→ **EXERCISE DESCRIPTION**:
Copy all the items below in full, requests included, and shift every x and y coordinate in the answer points by -18. Leave the requests unchanged.

→ **RECORDS SUPPLIED**:

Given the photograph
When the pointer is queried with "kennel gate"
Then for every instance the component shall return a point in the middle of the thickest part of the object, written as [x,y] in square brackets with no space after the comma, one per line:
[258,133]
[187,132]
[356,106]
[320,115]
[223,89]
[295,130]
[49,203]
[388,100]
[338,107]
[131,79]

→ **CORRECT RESPONSE**:
Given the photograph
When the pointer is queried with "kennel gate"
Then for every instance the component shall return a point in the middle of the thickest part of the object, written as [x,y] in square brackets with no space after the comma, one per line:
[240,115]
[169,114]
[338,88]
[302,97]
[205,71]
[277,112]
[31,185]
[370,82]
[320,89]
[113,61]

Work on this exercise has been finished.